From the news item on the DESA report below, write out the stretch from "On the employment" through "Under-Secretary-General Sha cautioned." again, switching "working-age population" to "adult population".

*** Given passage

|DESA News Vol. 11, No. 12||December 2007|
New DESA report cautions on the growth of job insecurity and most forms of inequality
“Employment and decent work need to be not a by-product but a central objective of development strategies,” said Under-Secretary-General for Economic and Social Affairs, Sha Zukang, at a press briefing on 28 November in New York to launch of the Report on the World Social Situation 2007 subtitled The Employment Imperative. The report calls for making the promotion of employment and decent work the cornerstone of government policy, and for setting up basic universal social protection to address recent developments in the world of work.
On the employment front, “we see a number of worrisome trends,” advised Mr. Sha. Globally, despite robust rates of economic growth, “employment creation is lagging behind growth of the working-age population.” According to the report, global unemployment increased from 6.0 to 6.3 percent between 1996 and 2006 despite expansion of global output of 3.8 percent per year in the same period. “Economic growth and job growth are not trending together, to the detriment of our societies and citizens,” Under-Secretary-General Sha cautioned.
Meanwhile, employment conditions are deteriorating. “There is greater economic insecurity for most workers and greater levels of most forms of inequality in society,” he said. “Workers with low education and low skills have been hit particularly hard,” and “macroeconomic and social policies have not been successful in lowering unemployment rates to desirable levels.”
Johan Schölvinck, Director of DESA’s Division for Social Policy and Development elaborated that the report finds employment increasingly dominated by the service sector, with a global trend towards informal and casual forms of employment.

******
*** Data rows

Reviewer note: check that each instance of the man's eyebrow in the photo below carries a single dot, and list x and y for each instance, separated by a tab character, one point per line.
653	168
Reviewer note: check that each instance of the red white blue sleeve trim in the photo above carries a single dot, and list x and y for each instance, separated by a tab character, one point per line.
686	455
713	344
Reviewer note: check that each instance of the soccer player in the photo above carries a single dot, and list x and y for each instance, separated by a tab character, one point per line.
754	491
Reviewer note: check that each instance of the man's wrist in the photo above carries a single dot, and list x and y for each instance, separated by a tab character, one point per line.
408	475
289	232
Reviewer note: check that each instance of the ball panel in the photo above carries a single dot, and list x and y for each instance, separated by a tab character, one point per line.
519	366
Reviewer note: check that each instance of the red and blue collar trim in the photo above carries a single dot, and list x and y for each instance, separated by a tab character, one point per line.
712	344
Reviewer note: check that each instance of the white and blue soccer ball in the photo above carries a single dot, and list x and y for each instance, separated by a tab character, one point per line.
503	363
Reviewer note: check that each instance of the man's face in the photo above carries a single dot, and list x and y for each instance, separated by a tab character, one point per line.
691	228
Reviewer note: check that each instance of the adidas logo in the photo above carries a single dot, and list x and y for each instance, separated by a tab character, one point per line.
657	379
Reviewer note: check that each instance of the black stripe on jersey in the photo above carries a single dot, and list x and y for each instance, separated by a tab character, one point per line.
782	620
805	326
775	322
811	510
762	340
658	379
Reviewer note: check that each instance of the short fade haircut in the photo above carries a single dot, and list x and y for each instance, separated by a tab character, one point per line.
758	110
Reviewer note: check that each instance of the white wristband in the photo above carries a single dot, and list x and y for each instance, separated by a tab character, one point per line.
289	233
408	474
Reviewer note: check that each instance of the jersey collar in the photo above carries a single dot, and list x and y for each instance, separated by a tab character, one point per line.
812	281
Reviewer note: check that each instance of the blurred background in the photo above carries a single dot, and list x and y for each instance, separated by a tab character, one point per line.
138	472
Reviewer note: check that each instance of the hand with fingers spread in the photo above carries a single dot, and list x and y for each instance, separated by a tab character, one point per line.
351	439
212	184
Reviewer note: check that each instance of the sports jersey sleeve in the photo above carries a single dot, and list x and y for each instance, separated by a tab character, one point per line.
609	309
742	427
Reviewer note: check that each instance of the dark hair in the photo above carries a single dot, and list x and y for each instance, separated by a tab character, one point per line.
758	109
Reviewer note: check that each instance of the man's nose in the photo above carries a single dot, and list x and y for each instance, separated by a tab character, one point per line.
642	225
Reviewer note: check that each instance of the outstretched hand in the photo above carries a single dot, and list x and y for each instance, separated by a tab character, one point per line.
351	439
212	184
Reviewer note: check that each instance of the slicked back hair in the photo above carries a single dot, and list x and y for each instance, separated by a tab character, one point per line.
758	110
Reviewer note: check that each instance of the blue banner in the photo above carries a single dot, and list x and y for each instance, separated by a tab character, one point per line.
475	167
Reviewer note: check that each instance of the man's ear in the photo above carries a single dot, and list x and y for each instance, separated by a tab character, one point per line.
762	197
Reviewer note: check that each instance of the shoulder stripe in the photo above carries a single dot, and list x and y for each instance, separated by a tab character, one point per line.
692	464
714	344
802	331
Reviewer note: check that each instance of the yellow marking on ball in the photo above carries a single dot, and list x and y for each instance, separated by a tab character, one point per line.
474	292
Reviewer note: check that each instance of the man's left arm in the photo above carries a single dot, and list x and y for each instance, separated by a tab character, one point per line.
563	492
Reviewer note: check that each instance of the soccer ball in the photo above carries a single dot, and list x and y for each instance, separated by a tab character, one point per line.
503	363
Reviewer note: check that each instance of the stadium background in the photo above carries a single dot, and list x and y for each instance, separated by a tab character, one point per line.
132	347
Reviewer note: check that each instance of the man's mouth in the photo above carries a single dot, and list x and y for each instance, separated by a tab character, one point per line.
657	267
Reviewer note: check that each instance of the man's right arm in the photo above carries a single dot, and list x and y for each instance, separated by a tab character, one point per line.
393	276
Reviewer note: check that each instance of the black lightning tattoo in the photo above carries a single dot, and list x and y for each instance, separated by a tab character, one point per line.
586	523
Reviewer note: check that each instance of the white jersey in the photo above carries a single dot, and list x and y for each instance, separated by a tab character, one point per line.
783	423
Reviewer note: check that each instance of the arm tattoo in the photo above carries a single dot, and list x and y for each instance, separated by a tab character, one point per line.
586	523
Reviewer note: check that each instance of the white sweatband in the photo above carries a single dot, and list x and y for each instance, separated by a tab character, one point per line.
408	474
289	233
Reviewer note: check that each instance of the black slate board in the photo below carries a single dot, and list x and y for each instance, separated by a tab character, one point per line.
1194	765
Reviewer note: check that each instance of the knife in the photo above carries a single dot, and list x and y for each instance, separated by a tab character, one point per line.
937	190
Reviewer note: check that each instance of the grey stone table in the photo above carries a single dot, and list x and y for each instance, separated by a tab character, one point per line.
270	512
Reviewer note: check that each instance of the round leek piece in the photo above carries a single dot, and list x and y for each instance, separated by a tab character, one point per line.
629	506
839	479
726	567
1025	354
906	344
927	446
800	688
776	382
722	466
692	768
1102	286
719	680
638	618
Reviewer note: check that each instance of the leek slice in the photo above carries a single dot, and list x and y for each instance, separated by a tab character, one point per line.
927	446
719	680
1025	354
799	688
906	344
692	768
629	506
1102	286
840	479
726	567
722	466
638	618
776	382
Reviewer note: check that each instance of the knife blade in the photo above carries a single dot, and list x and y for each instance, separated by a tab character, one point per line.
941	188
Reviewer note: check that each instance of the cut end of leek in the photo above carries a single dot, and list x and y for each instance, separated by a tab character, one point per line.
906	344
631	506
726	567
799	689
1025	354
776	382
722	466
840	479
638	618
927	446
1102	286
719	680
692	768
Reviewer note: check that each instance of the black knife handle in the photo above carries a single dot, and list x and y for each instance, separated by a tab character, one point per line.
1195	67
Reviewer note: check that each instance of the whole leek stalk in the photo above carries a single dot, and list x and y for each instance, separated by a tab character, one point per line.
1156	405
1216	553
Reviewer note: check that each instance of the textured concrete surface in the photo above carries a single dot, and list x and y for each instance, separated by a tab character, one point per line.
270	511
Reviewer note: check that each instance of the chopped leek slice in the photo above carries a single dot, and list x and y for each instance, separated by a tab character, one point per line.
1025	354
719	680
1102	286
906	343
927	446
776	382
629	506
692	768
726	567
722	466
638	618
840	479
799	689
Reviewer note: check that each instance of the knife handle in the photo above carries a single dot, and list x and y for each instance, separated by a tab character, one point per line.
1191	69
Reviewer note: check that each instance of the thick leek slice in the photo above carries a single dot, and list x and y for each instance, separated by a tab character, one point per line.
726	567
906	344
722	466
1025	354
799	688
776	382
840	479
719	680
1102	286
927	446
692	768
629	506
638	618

******

Solution for this task:
On the employment front, “we see a number of worrisome trends,” advised Mr. Sha. Globally, despite robust rates of economic growth, “employment creation is lagging behind growth of the adult population.” According to the report, global unemployment increased from 6.0 to 6.3 percent between 1996 and 2006 despite expansion of global output of 3.8 percent per year in the same period. “Economic growth and job growth are not trending together, to the detriment of our societies and citizens,” Under-Secretary-General Sha cautioned.